Reproduce every record below word for word and include no pictures.

Image-grounded pointing data:
• • • • • • •
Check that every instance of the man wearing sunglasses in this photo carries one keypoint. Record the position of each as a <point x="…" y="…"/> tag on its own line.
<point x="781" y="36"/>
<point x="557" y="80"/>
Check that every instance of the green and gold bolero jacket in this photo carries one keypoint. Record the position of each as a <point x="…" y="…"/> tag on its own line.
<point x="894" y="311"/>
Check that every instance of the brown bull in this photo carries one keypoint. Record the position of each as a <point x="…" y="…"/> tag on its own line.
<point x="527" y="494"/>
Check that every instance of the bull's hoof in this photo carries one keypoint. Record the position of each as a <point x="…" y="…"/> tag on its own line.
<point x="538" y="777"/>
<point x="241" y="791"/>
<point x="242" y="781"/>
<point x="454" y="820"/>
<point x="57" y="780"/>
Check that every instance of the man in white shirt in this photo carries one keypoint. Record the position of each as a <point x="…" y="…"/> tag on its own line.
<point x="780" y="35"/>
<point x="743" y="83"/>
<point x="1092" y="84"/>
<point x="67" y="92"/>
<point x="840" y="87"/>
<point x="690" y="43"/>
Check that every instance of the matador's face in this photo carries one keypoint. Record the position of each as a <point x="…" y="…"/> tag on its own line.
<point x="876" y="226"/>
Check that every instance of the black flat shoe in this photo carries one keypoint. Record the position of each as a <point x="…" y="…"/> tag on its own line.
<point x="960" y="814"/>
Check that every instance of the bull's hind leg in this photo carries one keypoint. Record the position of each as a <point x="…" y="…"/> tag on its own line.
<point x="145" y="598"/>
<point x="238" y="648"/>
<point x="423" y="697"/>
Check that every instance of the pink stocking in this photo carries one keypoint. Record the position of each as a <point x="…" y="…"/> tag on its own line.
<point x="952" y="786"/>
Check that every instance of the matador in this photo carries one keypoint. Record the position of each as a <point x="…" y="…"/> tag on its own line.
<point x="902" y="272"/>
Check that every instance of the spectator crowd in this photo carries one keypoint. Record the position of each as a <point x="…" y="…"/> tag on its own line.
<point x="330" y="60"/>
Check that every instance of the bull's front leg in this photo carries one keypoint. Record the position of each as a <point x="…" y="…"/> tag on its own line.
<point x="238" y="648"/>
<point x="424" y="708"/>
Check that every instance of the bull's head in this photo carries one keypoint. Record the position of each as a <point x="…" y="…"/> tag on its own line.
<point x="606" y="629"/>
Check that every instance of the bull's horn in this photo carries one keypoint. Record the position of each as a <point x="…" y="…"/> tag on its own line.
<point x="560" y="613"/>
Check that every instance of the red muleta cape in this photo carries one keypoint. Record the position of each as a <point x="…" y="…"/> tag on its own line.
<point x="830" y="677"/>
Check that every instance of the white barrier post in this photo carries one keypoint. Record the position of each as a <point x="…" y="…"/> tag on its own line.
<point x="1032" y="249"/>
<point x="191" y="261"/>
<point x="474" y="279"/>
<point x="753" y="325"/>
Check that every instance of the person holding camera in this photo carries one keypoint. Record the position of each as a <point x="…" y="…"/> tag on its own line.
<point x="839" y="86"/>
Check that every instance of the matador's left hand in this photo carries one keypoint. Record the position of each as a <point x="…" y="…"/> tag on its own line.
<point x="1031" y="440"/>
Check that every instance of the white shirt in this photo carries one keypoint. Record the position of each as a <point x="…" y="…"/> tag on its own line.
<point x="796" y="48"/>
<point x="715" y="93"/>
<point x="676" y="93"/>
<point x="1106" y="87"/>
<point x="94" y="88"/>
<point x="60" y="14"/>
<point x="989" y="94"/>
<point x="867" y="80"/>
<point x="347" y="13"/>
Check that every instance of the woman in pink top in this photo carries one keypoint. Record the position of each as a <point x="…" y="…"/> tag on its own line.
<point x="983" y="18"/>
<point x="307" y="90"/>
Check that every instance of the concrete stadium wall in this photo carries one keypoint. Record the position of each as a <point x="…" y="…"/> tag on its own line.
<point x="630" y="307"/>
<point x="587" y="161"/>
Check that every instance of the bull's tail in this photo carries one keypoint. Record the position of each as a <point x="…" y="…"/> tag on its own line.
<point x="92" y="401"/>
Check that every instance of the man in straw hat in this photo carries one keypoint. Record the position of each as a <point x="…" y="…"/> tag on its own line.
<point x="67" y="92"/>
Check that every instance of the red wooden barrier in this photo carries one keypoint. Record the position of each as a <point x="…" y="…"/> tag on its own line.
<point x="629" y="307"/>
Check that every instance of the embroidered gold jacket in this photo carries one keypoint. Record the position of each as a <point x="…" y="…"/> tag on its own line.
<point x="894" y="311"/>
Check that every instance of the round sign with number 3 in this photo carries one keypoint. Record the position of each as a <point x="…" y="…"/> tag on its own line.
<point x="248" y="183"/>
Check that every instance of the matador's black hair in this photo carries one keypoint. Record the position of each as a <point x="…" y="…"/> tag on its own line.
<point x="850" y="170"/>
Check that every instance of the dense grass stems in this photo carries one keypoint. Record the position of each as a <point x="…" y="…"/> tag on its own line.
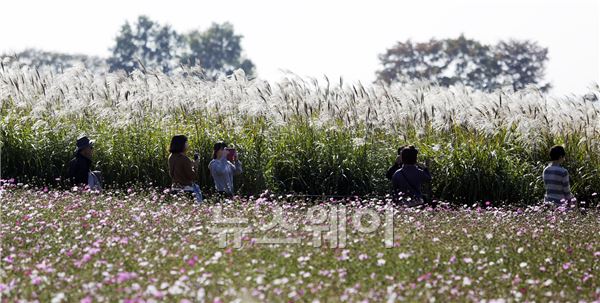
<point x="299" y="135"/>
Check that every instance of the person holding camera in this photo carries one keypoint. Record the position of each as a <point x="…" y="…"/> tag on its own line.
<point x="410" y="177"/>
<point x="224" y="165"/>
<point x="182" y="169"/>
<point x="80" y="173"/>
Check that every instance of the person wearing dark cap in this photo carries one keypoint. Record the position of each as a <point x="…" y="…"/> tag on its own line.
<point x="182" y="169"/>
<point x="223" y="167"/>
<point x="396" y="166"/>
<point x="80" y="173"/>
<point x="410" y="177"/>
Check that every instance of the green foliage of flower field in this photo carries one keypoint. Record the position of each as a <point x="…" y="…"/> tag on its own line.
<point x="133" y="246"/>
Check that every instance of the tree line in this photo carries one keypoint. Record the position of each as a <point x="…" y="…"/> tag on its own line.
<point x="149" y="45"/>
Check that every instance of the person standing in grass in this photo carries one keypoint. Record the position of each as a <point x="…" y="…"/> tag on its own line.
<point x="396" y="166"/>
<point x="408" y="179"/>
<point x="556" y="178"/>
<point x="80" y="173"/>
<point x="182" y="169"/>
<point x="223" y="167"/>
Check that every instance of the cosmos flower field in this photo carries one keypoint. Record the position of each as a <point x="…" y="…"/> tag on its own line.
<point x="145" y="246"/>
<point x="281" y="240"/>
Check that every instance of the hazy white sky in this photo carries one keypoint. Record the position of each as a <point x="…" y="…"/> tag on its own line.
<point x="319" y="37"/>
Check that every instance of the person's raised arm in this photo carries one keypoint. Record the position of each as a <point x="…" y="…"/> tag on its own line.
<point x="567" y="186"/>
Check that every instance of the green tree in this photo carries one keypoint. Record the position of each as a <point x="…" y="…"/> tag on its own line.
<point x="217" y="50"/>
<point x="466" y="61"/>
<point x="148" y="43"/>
• • • • • • •
The completed task:
Check that every instance of the man wearing sunglasses in this photo carries one keypoint. Record the position of each as a <point x="…" y="…"/> tag on its own line.
<point x="781" y="36"/>
<point x="557" y="80"/>
Check that every instance of the green and gold bolero jacket in this photo carries one keypoint. Record the position of each as a <point x="…" y="…"/> tag on its own line.
<point x="894" y="311"/>
Check that every instance of the brown bull in this photo carries one keypoint. Record the position of each as a <point x="…" y="…"/> tag on its own line.
<point x="527" y="494"/>
Check that every instance of the bull's hoof in this photo carries one keypoint. Record the position of each as a <point x="…" y="…"/> tag on its own line.
<point x="538" y="777"/>
<point x="241" y="791"/>
<point x="242" y="781"/>
<point x="454" y="820"/>
<point x="57" y="780"/>
Check that every instance of the man in white shirt in this photo carries one keypoint. Record the position of each as a <point x="…" y="…"/> tag on its own line.
<point x="780" y="35"/>
<point x="743" y="83"/>
<point x="1092" y="84"/>
<point x="67" y="92"/>
<point x="840" y="87"/>
<point x="690" y="43"/>
Check that every instance of the matador's face in this photo carries one keypoint. Record the position of each as a <point x="…" y="…"/> tag on its own line.
<point x="876" y="226"/>
Check that every instance of the black flat shoe in this photo carries one keypoint. Record the position of each as a <point x="…" y="…"/> tag on its own line.
<point x="960" y="814"/>
Check that every instance of the bull's hind leg in this photo carries one keypoint. Record the position of each as a <point x="…" y="…"/> tag on its own line.
<point x="145" y="598"/>
<point x="238" y="648"/>
<point x="423" y="697"/>
Check that every instance of the pink stocking in this photo carries one keypoint. Record the position of each as a <point x="…" y="…"/> tag on its own line.
<point x="952" y="786"/>
Check that every instance of the matador in this photo carries one keypoint. Record the position of each as a <point x="…" y="…"/> tag on its own line.
<point x="902" y="272"/>
Check that every instance of the spectator crowd in this photo carries one keypoint. Record the position of each as a <point x="…" y="…"/> tag on its own line.
<point x="330" y="60"/>
Check that every instance of the bull's front leg in this photo carries one keypoint. Record the position of each as a <point x="…" y="…"/> tag on its own line.
<point x="238" y="648"/>
<point x="424" y="708"/>
Check that every instance of the bull's head in this photo carries one keypoint. Record the position of each as a <point x="…" y="…"/> tag on its own line.
<point x="606" y="629"/>
Check that every instance of the bull's horn in this photo carries one keypoint. Record the position of each as a <point x="…" y="…"/> tag on its own line.
<point x="560" y="613"/>
Check that every instance of the red muleta cape in this photo carries one keypoint. Record the position of each as a <point x="…" y="…"/> tag on its own line.
<point x="830" y="677"/>
Check that every instance of the white barrier post in this photo carries one keypoint. Record the position of each as a <point x="…" y="…"/> tag on its own line.
<point x="1032" y="249"/>
<point x="191" y="261"/>
<point x="474" y="279"/>
<point x="753" y="325"/>
Check that every instance of the person holding camera in this photo carries one keypoint. Record the position of each as a <point x="…" y="…"/> tag on its own line.
<point x="839" y="86"/>
Check that every instance of the matador's left hand in this photo carries one keypoint. Record the position of each as a <point x="…" y="…"/> tag on its own line.
<point x="1031" y="440"/>
Check that every instance of the white shirt in this photo carries one keypoint. Record the position of each as a <point x="…" y="…"/> tag on its own line.
<point x="796" y="48"/>
<point x="715" y="93"/>
<point x="676" y="93"/>
<point x="1106" y="87"/>
<point x="94" y="88"/>
<point x="60" y="14"/>
<point x="989" y="94"/>
<point x="867" y="80"/>
<point x="347" y="13"/>
Check that every instance of the woman in pink top in this photo carries one keypoint. Record the position of each as a <point x="…" y="…"/> tag on its own line.
<point x="983" y="18"/>
<point x="307" y="90"/>
Check that every instance of the concrete stadium wall in this photo carries one keypoint. Record the position of each as a <point x="…" y="…"/> tag on its own line.
<point x="630" y="307"/>
<point x="587" y="161"/>
Check that every instance of the bull's tail in this photo carries one keypoint. Record the position of each as a <point x="…" y="…"/> tag on its own line.
<point x="92" y="401"/>
Check that every instance of the man in straw hat in this photo carries one keypoint. Record the position of each as a <point x="…" y="…"/> tag on its own line.
<point x="67" y="92"/>
Check that every instance of the red wooden barrier in this photo carries one keypoint. Record the position of each as a <point x="…" y="…"/> tag on its own line.
<point x="629" y="307"/>
Check that every instance of the embroidered gold jacket in this photo carries one keypoint. Record the position of each as a <point x="…" y="…"/> tag on its own line.
<point x="894" y="311"/>
Check that every instance of the round sign with number 3 in this photo carries one keypoint. Record the position of each as a <point x="…" y="…"/> tag on its own line.
<point x="248" y="183"/>
Check that every instance of the matador's black hair in this photo carries one keypoint. Record the position of each as a <point x="…" y="…"/> tag on its own line.
<point x="850" y="170"/>
Check that every instance of the dense grass stems in this photo carries one keypoint. Record the position of each as a <point x="…" y="…"/> tag on its own line.
<point x="299" y="135"/>
Check that every instance of the person holding camera in this photo carries one keypoint. Record the position of each as a <point x="…" y="…"/> tag on its own line.
<point x="410" y="177"/>
<point x="224" y="165"/>
<point x="182" y="169"/>
<point x="80" y="173"/>
Check that every instance of the person wearing dark cap in this photo carries one keypoint. Record the position of each as a <point x="…" y="…"/> tag on its own line.
<point x="182" y="169"/>
<point x="223" y="167"/>
<point x="396" y="166"/>
<point x="80" y="173"/>
<point x="410" y="177"/>
Check that every instance of the green foliage of flower field in this photo carries one keypoint. Record the position of each as a <point x="…" y="…"/> tag on its own line.
<point x="133" y="246"/>
Check that every instance of the tree line in this photo carries one keypoint. Record the position of each as a <point x="…" y="…"/> tag on its own line.
<point x="149" y="45"/>
Check that every instance of the person standing in grass in this photo carries one keypoint. Record the position of each as a <point x="…" y="…"/> tag on its own line.
<point x="396" y="166"/>
<point x="408" y="179"/>
<point x="556" y="178"/>
<point x="80" y="173"/>
<point x="182" y="169"/>
<point x="223" y="167"/>
Check that every instance of the cosmos flower field in this photo carries one keypoint. Record the position of each as a <point x="…" y="…"/> tag on its own line.
<point x="145" y="246"/>
<point x="281" y="240"/>
Check that every instance of the hazy white sky in this photo carries one keypoint. Record the position of each as a <point x="…" y="…"/> tag on its own line.
<point x="319" y="37"/>
Check that every instance of the person's raised arm in this photo carries one keypoint. Record the position of each as a <point x="…" y="…"/> tag on its own line.
<point x="567" y="186"/>
Check that every instance of the green tree in this photo carries one keypoint. Record the position of each as a <point x="…" y="…"/> tag on its own line.
<point x="217" y="50"/>
<point x="466" y="61"/>
<point x="148" y="43"/>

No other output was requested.